__Exercise__.
Could you reproduce verbatim the part of the material below that opens with the line containing "It needs the bounding box of every reflection" and closes with the line containing "[0,160,849,283]", including both of those lines and nothing else?

— begin —

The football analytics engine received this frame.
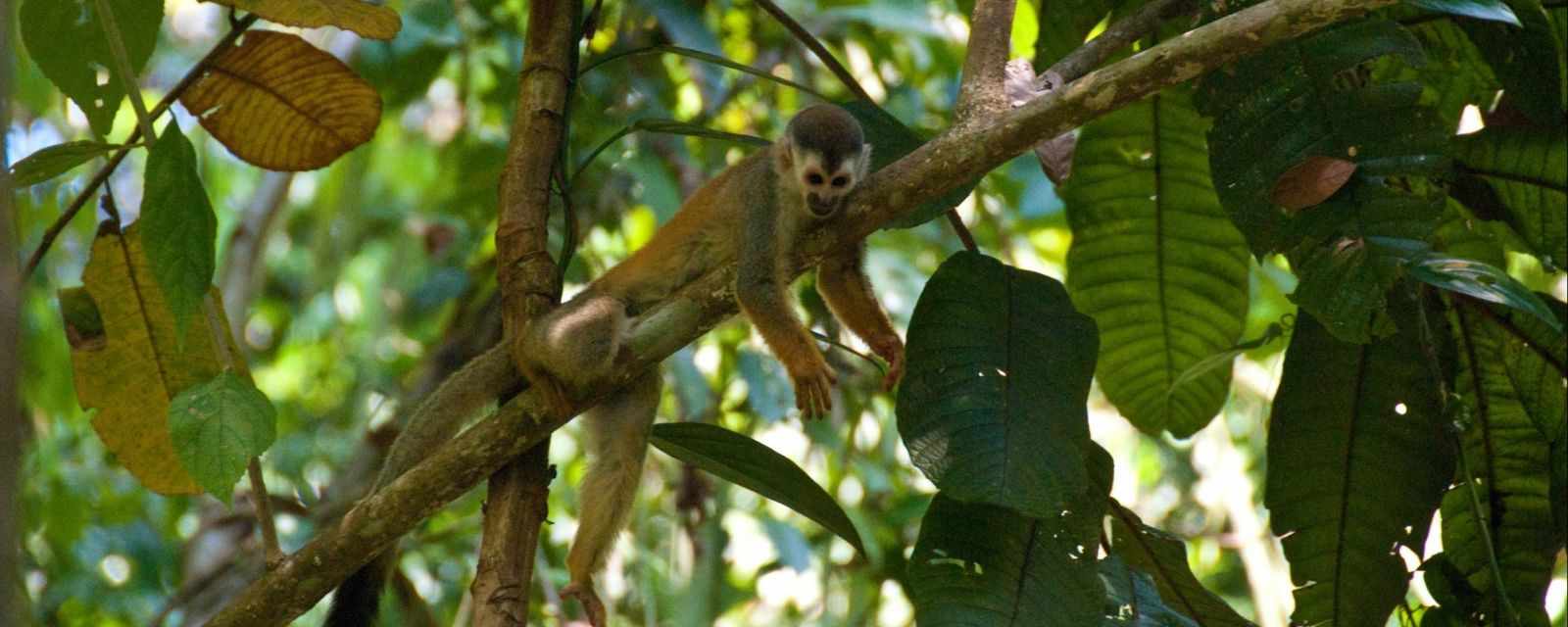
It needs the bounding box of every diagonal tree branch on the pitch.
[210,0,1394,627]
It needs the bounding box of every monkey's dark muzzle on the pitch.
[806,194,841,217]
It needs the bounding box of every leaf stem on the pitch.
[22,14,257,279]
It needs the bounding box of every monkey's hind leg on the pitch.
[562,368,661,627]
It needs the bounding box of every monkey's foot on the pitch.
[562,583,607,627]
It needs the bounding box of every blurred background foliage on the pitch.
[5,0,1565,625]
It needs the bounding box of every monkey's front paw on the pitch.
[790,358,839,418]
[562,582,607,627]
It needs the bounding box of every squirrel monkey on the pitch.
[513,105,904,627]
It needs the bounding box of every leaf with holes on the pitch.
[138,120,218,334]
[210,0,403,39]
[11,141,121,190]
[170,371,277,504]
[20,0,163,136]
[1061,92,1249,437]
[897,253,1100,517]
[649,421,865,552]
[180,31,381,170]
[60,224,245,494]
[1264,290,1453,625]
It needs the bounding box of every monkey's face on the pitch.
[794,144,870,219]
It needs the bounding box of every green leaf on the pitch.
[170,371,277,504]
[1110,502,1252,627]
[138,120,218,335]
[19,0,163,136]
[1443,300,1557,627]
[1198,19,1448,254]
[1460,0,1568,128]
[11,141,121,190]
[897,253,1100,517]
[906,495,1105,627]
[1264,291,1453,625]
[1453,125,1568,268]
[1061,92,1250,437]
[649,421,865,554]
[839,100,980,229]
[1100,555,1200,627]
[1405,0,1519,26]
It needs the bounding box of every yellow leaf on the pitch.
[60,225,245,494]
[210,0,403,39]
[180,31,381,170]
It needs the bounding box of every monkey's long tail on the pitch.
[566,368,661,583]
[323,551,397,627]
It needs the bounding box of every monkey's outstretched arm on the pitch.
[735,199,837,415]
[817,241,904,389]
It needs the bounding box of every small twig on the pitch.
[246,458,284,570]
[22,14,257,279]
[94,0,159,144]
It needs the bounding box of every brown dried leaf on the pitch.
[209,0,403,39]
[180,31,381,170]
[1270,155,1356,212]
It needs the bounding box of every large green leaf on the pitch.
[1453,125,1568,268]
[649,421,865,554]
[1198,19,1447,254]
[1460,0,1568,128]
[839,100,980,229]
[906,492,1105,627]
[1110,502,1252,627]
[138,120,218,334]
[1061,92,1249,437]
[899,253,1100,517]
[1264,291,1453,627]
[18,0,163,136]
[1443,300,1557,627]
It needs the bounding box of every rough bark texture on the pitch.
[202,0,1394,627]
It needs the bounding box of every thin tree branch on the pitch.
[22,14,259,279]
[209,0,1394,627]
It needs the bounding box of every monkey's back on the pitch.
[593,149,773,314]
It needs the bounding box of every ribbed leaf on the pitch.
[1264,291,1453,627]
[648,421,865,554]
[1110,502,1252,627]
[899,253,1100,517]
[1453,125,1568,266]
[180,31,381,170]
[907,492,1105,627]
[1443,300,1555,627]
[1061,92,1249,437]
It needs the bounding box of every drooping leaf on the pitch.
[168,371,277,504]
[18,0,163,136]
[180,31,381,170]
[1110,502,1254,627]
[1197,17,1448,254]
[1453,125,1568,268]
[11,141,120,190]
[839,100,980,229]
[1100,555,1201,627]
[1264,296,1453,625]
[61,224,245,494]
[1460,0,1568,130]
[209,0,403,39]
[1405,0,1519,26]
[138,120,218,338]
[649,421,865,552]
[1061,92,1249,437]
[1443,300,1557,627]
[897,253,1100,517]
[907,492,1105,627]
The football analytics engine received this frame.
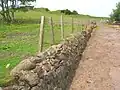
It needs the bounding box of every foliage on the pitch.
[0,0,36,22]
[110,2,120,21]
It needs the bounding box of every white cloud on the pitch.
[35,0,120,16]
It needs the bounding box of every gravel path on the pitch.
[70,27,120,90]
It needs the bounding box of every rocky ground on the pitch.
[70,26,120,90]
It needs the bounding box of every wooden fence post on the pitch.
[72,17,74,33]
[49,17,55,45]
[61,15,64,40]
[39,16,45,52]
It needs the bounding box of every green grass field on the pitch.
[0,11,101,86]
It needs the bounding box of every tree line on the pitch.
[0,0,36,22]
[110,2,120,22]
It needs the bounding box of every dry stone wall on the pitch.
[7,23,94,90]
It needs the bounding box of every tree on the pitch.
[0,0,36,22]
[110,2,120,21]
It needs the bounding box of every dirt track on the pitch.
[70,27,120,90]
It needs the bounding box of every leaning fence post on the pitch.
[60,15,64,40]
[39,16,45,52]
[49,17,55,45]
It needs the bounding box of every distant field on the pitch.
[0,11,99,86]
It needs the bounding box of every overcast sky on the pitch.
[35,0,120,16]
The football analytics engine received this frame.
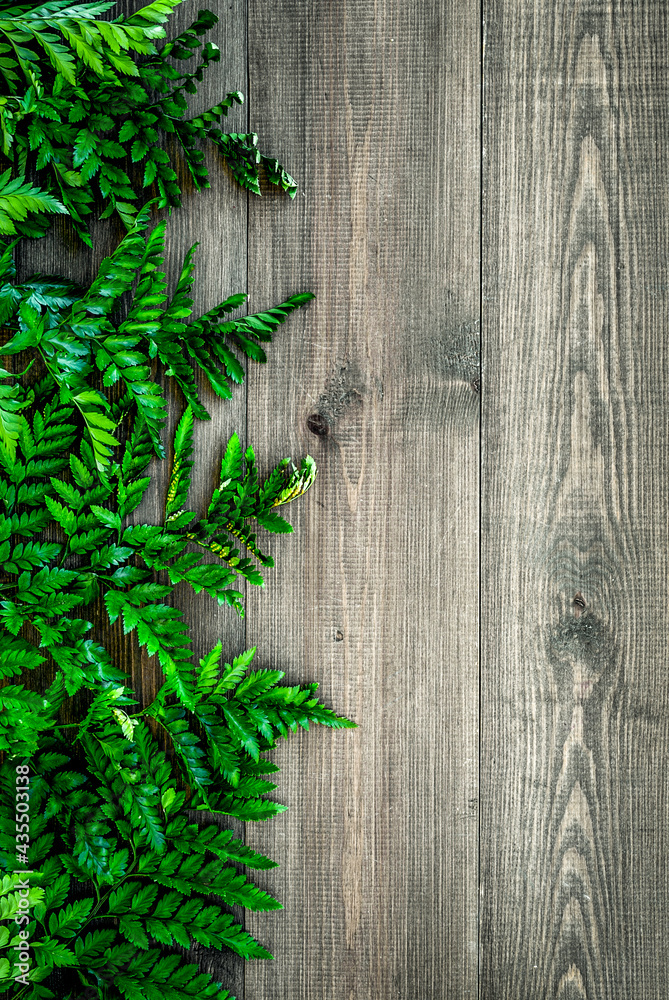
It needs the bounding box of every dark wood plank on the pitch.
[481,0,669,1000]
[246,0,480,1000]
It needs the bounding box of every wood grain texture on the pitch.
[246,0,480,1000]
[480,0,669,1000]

— end —
— begin —

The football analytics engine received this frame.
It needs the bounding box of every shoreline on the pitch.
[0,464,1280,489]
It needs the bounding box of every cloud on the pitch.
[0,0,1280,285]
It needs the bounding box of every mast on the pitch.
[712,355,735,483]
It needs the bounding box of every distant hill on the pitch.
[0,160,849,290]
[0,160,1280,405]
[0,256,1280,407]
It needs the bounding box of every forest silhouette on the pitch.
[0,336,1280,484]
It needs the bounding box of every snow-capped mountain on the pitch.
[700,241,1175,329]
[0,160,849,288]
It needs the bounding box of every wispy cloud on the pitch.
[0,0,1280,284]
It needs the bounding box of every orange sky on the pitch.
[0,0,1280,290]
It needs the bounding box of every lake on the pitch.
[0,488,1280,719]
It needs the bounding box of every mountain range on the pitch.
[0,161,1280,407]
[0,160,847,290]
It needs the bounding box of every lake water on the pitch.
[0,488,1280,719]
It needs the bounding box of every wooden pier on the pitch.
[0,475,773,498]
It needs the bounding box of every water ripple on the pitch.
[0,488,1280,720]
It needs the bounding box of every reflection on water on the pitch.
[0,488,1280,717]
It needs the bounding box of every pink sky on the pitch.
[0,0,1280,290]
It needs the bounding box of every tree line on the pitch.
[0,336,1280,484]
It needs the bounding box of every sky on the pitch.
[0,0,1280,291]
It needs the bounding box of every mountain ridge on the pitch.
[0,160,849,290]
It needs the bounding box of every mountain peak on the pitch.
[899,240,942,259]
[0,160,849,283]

— end —

__Exercise solution__.
It needs the bounding box of every reflection on water on the pitch.
[0,488,1280,717]
It needs the bounding box of every pink sky on the pitch.
[0,0,1280,290]
It needs the bounding box of every tree line on the pitch.
[0,336,1280,484]
It needs the bounding box of every sky on the pitch.
[0,0,1280,291]
It needs the bounding box of every mountain ridge on the pitch.
[0,160,849,290]
It needs the bounding box of every mountain peak on the pitch.
[899,240,942,259]
[0,160,849,283]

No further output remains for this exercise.